> _Given request_
Format the lines below as a numbered list, starting at the line that contains "[locate] distant mountain" and ending at the last line, with no other lines included. Leave out any blank lines.

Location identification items
__________________________________________________

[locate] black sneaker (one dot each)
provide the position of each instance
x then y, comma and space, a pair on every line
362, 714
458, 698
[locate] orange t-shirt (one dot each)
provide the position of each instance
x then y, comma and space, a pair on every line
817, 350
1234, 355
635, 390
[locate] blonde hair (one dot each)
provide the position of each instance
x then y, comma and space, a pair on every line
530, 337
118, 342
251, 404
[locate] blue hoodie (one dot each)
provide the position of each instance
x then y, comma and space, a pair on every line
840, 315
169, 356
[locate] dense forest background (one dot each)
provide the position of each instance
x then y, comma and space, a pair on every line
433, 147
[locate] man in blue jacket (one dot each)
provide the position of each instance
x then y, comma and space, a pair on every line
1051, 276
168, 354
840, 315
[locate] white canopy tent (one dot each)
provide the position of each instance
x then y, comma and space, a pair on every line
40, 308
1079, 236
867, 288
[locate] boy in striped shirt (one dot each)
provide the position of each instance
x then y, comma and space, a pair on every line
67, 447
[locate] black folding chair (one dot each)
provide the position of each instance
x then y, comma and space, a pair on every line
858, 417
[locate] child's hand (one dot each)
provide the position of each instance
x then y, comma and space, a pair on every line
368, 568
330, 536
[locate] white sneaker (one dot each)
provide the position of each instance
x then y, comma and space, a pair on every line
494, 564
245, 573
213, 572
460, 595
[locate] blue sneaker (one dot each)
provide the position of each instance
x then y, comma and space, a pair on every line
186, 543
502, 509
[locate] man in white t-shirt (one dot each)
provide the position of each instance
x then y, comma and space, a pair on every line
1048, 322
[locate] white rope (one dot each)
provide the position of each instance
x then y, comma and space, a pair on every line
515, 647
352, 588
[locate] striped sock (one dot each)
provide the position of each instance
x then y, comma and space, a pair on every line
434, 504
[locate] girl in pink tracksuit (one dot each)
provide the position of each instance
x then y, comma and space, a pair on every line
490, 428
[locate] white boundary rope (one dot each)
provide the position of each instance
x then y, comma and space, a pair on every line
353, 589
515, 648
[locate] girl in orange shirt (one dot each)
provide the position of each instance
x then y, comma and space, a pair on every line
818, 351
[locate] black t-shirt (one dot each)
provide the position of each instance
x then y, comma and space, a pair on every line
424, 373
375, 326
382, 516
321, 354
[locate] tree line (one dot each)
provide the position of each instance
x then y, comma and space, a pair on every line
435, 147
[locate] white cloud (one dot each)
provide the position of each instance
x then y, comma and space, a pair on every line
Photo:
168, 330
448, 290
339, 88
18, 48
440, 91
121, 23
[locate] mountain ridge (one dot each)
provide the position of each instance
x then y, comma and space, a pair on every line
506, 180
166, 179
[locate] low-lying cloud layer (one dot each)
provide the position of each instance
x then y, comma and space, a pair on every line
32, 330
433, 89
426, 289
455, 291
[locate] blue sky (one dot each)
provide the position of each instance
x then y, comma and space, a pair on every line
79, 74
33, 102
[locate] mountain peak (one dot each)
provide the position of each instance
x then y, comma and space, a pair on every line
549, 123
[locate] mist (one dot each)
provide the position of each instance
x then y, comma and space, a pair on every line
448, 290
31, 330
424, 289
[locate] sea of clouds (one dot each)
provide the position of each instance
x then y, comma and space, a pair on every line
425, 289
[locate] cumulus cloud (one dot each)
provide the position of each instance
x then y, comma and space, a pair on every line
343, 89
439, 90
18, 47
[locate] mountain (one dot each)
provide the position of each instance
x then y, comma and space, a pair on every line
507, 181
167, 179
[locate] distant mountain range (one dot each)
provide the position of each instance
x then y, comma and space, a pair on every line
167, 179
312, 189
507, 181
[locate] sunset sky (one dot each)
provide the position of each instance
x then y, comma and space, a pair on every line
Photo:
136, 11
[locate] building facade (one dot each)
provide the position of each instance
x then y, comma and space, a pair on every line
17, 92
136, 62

__________________________________________________

> _Correct output_
1. [locate] distant mountain range (one dot each)
2. provide the position of each instance
3. x then y, comma and space, a pair on every line
4. 167, 179
5. 312, 189
6. 507, 181
7. [locate] sunset sky (one dot each)
8. provide the position of each instance
9. x then y, comma and space, a pair on every line
10. Photo:
11. 136, 11
12. [locate] building facade (one dot each)
13. provide the position of each instance
14. x then y, comma and space, a pair on every line
15. 17, 92
16. 136, 62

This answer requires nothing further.